### EXTRACTED INFORMATION ###

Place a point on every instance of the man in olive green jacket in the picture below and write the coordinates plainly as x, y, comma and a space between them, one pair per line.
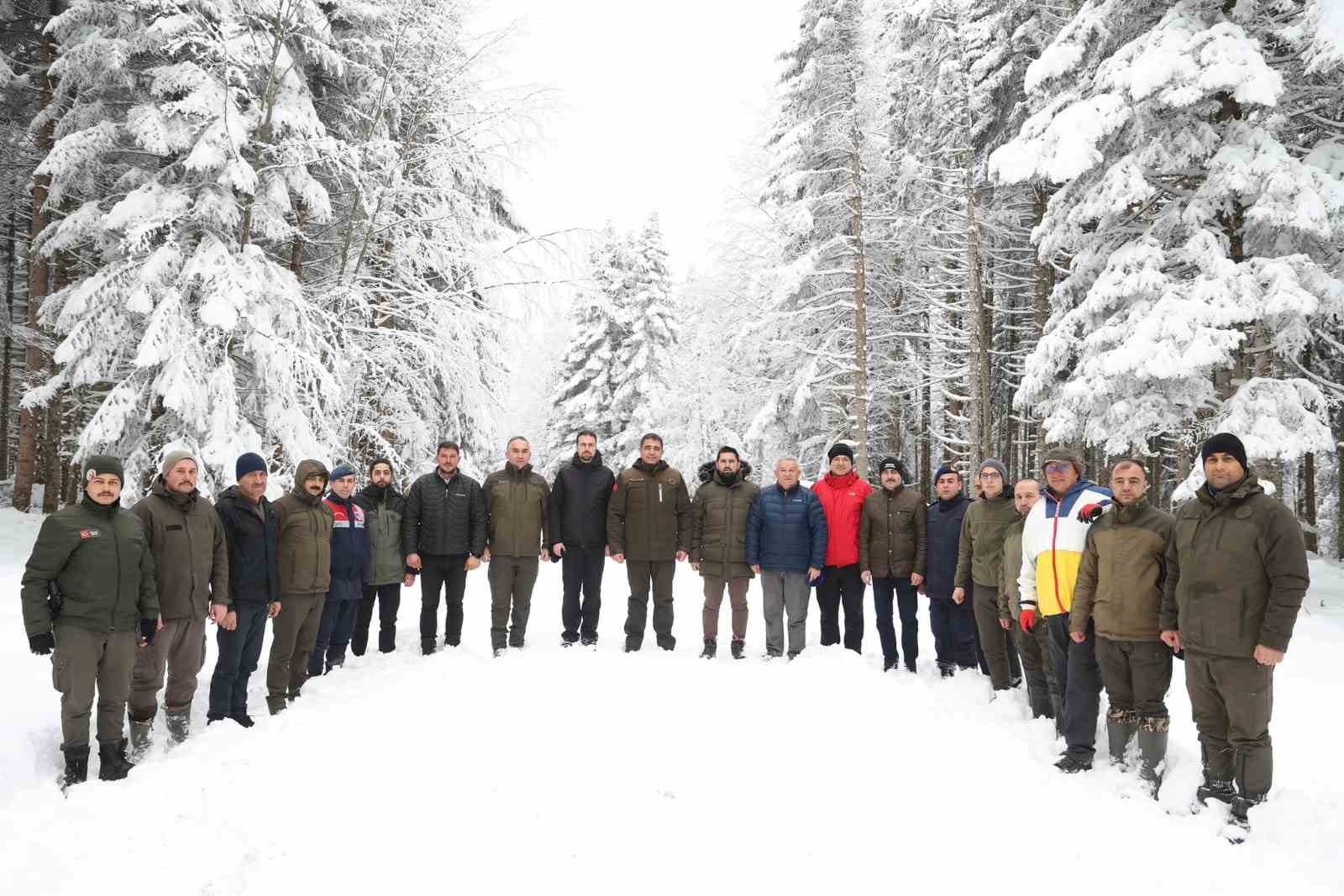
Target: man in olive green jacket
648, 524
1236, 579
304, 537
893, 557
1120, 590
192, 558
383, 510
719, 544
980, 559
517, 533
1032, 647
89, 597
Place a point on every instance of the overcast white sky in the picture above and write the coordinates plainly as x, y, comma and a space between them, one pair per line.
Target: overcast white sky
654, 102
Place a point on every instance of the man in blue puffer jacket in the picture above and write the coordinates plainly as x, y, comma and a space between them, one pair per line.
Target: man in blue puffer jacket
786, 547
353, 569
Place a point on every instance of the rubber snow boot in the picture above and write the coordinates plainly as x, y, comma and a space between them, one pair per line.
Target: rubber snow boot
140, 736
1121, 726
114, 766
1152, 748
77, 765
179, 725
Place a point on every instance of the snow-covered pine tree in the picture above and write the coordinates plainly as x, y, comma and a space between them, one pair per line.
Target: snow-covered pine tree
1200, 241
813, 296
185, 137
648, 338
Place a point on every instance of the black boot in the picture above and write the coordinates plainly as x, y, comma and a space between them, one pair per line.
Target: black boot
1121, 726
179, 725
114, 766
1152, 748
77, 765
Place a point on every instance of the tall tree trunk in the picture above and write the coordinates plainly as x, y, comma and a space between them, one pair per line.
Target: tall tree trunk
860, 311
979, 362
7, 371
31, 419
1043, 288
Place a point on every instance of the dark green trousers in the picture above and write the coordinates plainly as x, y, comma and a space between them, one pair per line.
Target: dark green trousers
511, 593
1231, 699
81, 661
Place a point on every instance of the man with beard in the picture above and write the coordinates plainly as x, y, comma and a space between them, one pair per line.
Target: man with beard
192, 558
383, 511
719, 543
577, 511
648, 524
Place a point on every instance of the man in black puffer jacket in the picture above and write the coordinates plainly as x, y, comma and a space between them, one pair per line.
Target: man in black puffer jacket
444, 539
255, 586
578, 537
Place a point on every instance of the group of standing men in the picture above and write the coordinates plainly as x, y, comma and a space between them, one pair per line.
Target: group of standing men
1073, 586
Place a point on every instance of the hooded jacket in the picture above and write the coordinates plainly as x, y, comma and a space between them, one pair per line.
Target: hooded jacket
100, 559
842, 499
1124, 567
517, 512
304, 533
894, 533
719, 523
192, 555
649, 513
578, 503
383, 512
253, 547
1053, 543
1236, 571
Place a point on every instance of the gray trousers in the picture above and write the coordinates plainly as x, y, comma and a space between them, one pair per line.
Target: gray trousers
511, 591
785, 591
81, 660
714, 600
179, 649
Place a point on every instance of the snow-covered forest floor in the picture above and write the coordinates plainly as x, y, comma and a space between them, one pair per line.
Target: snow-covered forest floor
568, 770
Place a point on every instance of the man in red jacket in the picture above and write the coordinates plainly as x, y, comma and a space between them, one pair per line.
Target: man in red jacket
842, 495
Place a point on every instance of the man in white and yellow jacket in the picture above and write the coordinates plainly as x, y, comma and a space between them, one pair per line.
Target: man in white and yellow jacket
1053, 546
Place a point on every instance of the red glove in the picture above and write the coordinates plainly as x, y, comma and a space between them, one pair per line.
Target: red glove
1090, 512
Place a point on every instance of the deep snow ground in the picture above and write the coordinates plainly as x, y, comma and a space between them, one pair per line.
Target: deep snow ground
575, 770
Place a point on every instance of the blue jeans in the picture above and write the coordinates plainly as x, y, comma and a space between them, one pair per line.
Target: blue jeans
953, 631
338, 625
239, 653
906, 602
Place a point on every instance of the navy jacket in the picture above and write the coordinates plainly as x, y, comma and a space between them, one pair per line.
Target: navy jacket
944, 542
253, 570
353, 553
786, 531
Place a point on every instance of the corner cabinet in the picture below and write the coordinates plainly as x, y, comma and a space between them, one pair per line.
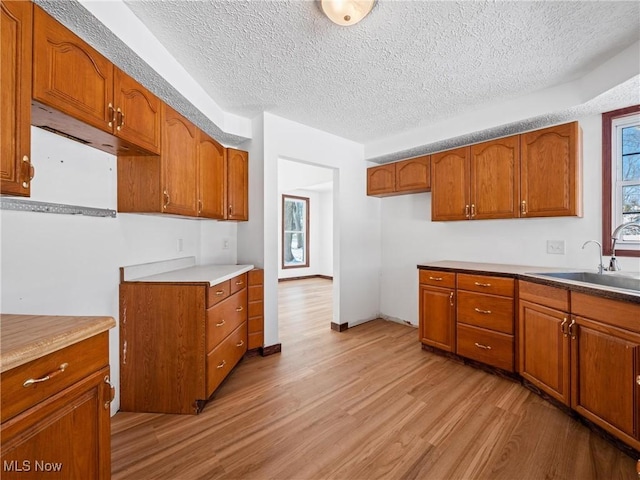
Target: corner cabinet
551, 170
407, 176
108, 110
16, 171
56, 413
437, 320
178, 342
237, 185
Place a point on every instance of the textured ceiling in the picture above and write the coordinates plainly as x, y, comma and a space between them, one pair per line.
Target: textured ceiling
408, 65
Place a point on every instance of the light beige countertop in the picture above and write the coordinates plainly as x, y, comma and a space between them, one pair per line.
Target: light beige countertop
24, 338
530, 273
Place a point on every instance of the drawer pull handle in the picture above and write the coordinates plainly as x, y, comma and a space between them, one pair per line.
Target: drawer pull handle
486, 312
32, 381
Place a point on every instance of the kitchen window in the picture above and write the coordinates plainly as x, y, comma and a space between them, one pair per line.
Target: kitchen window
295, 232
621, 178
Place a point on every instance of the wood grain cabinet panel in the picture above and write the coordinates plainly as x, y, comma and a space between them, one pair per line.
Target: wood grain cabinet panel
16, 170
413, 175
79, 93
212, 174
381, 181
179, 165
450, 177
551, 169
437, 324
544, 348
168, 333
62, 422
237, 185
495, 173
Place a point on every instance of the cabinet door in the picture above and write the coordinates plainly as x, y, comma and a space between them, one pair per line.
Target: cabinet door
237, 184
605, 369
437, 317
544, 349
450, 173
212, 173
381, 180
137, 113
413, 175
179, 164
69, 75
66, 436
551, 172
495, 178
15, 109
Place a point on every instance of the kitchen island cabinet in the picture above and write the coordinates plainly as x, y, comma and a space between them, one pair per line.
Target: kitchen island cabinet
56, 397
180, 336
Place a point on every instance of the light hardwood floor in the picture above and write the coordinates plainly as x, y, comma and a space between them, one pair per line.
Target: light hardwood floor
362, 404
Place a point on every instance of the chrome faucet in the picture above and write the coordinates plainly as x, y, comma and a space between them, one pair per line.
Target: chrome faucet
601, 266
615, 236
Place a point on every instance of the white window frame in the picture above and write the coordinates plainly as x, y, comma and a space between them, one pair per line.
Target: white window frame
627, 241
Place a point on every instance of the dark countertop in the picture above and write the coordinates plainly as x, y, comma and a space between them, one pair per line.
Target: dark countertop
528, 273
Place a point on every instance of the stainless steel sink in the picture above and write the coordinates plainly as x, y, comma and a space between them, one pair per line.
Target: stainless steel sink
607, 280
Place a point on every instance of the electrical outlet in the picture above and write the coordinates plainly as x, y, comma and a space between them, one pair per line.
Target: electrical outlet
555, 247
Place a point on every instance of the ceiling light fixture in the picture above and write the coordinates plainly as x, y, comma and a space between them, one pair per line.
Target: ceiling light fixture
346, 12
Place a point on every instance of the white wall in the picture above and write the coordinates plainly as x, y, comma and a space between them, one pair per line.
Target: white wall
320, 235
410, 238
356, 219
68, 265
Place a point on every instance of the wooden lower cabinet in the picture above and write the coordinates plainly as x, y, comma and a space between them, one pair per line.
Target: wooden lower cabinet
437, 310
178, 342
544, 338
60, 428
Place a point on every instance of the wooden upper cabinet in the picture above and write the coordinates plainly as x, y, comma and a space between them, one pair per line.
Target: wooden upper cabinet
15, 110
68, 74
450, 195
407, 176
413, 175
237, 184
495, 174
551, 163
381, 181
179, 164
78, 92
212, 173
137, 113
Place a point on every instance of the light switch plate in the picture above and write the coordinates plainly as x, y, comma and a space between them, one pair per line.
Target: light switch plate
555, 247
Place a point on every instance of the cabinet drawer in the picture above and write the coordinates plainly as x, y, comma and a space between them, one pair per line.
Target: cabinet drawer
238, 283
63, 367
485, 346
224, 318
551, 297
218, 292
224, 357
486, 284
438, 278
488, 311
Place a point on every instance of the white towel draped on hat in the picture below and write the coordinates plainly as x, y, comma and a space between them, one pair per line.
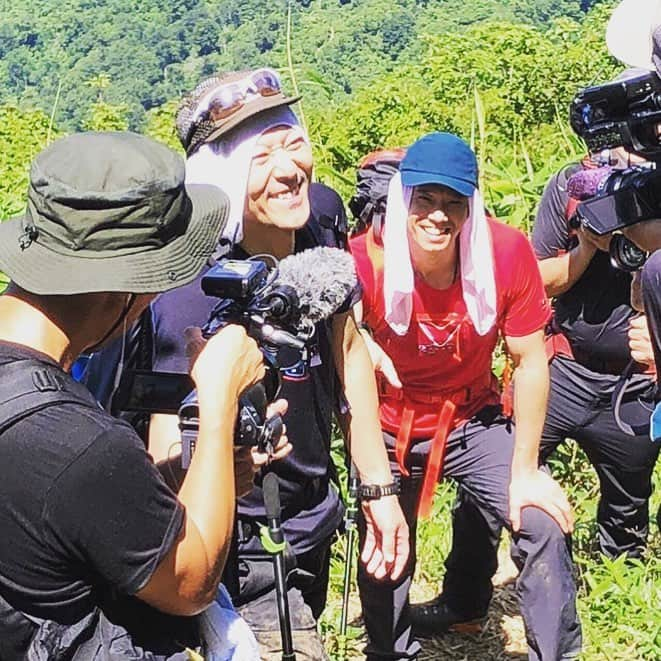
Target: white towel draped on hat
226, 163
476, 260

###

### EXERCISE INSTRUCTIONS
Can you quote exactly, and only, the lines from the one containing "Place a point on every instance of the white wall" through the last line of the records above, keeping both ends and leaving out any pictures?

### RESULT FOR THIS TASK
Place a point on every instance of the white wall in the picture above and write the coordinates plainly as x, y, comma and a space between them, one pair per line.
Target: white wall
320, 235
410, 238
356, 219
68, 265
Place a point on every instance of the wooden lower cabinet in the picture above and write the coordinates plainly as x, y, comma and a space between them, one pair per line.
Target: wooden lower cabinet
437, 310
178, 342
544, 338
60, 428
Place a point on every instance of the wooden upper cabinet in the picture above and write the coordinates plainly as x, y, comma and a space between them, one pair per line.
Target: wooden upper cabinet
15, 110
68, 74
450, 195
407, 176
413, 175
237, 184
495, 174
551, 163
381, 181
179, 164
78, 92
212, 173
137, 113
Place a point on every instance of the light switch plate in the picture above and write the coordinates plainly as x, y, comma and a space between them, one pair per line.
Target: light switch plate
555, 247
Place a point on every instance of the cabinet drawer in the picture above and write the coordinates plainly as x, y, comma and a space between them, one pair per line.
Target: cabinet drawer
238, 283
63, 367
485, 346
224, 318
551, 297
218, 292
224, 357
486, 284
438, 278
488, 311
Place a point on every instance of the white towel draped on hat in the picture below and write the coordinates plainly as x, y, comma and a space between them, one pair per line.
Target: white towel draped on hat
226, 163
476, 260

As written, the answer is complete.